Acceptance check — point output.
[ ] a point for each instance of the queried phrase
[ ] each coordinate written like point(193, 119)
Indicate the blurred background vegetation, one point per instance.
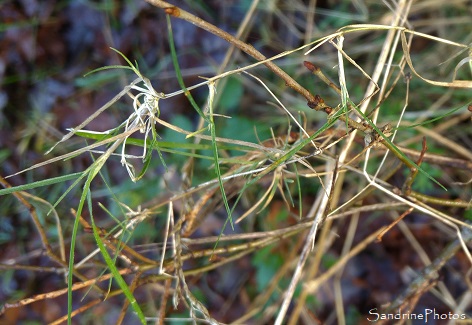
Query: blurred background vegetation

**Task item:** Give back each line above verbatim, dropping every picture.

**Task output:**
Acceptance check — point output.
[ ] a point for each instance of the queried phrase
[ ] each coordinate written like point(193, 119)
Indicate the blurred background vegetation, one point per instance.
Query: blurred background vegetation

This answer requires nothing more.